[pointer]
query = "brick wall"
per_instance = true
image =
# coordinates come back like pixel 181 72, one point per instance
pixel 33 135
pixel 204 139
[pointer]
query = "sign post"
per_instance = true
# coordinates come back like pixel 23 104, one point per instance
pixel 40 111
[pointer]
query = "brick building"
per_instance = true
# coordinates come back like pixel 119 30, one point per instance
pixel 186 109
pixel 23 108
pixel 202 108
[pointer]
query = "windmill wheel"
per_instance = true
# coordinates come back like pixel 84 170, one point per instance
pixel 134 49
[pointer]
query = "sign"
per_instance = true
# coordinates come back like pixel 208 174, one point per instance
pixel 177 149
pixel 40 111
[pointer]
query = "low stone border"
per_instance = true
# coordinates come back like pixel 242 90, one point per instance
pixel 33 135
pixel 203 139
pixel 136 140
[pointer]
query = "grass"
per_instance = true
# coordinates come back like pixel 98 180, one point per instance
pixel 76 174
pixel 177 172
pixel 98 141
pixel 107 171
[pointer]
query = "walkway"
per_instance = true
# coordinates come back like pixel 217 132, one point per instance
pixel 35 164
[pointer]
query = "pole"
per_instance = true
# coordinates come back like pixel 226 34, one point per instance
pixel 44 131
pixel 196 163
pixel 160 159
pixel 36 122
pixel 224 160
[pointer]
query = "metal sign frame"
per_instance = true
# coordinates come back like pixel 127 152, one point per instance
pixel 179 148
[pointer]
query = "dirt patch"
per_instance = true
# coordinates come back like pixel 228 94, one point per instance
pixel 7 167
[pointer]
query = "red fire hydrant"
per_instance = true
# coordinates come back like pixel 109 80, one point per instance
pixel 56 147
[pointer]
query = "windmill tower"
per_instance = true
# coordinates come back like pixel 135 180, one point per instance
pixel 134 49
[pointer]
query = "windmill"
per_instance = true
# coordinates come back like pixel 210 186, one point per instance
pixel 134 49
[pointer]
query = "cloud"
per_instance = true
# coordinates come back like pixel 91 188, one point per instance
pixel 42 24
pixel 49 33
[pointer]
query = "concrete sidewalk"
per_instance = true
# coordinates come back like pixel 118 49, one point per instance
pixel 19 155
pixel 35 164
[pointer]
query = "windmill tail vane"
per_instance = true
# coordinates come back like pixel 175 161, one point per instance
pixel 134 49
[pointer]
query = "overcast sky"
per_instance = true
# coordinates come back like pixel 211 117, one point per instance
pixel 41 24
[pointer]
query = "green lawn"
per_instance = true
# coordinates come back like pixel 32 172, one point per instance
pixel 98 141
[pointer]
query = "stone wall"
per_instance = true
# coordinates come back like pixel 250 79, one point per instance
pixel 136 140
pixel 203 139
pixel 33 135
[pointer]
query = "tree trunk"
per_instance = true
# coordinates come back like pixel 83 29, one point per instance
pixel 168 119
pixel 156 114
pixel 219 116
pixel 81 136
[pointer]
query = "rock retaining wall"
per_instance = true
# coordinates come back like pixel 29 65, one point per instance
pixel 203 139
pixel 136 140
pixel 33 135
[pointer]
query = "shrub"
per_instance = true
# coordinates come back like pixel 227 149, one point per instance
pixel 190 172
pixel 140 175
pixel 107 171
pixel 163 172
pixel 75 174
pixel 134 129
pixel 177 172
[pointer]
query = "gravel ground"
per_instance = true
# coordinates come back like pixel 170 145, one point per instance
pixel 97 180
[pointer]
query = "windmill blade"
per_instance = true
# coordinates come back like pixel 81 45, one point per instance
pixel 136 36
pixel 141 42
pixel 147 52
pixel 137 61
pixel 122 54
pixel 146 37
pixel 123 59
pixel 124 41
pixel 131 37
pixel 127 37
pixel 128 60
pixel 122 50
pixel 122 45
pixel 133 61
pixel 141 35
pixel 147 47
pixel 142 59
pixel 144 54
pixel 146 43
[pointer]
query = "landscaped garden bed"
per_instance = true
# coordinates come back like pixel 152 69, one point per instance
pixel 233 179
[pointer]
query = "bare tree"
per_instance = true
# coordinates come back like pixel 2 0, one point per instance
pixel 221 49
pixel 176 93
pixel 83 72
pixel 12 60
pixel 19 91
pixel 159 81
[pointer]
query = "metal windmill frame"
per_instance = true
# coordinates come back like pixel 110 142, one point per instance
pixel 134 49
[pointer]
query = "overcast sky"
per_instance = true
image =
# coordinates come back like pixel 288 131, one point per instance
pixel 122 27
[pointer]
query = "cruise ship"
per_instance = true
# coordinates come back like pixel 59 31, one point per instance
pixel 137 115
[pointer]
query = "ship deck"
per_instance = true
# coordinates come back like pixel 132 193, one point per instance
______________________________
• Prompt:
A single number is the whole answer: please count how many lines of the records above include the string "wall".

• Problem solution:
3